#### WHAT IS EXPECTED
Extract from the material below every line from the one containing "target: green field" through its final line, both ends included, and reproduce them verbatim.

#### INPUT FOR THIS TASK

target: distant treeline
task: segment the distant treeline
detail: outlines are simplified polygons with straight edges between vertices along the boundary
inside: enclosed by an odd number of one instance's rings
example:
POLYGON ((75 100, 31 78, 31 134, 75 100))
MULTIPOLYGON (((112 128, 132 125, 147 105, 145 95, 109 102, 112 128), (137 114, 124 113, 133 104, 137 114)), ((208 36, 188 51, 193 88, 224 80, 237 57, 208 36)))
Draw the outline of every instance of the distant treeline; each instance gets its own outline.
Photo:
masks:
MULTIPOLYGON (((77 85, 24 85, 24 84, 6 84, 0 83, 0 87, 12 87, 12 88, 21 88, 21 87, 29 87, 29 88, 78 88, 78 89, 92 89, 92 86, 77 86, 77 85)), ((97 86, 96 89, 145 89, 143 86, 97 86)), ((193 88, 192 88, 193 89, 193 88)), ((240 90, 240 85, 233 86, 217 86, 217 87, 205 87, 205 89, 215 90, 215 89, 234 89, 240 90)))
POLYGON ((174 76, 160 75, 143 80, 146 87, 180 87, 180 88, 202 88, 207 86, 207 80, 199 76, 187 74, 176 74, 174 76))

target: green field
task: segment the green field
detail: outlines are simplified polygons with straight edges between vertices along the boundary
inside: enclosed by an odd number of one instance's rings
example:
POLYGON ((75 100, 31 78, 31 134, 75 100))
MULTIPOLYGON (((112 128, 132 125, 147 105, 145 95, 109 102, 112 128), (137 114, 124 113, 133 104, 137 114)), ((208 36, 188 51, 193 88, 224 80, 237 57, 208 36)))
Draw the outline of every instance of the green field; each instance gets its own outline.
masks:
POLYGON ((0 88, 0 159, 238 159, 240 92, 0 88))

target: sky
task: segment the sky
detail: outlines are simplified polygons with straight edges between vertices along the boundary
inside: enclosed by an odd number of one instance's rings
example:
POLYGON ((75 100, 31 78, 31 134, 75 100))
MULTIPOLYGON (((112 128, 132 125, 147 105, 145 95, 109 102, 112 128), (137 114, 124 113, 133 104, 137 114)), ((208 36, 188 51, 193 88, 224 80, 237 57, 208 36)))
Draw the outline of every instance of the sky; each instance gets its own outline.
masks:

#### RIGHT ANSWER
target: green field
task: segment the green field
detail: outlines are simplified polygons with straight edges between vertices along the boundary
inside: enclosed by an odd number of one instance's rings
example:
POLYGON ((75 100, 31 78, 31 134, 75 100))
MULTIPOLYGON (((112 128, 132 125, 147 105, 145 95, 109 102, 112 128), (137 114, 124 113, 133 104, 137 114)), ((208 36, 188 51, 193 88, 224 80, 237 57, 208 36)))
Draw the outline of every instance of the green field; each instance gets its own outline.
masks:
POLYGON ((0 88, 0 159, 238 159, 240 92, 0 88))

target: sky
task: segment the sky
detail: outlines are simplified polygons with straight edges between vertices along the boundary
inside: enclosed by an odd number of one instance's rings
example:
POLYGON ((75 100, 31 78, 31 134, 75 100))
MULTIPOLYGON (((112 128, 132 125, 147 105, 145 95, 109 102, 112 128), (137 114, 124 113, 133 104, 137 114)), ((208 36, 188 51, 193 88, 224 80, 237 57, 208 36)))
Draw the outline of every instance of the sky; each instance gets its own outline.
masks:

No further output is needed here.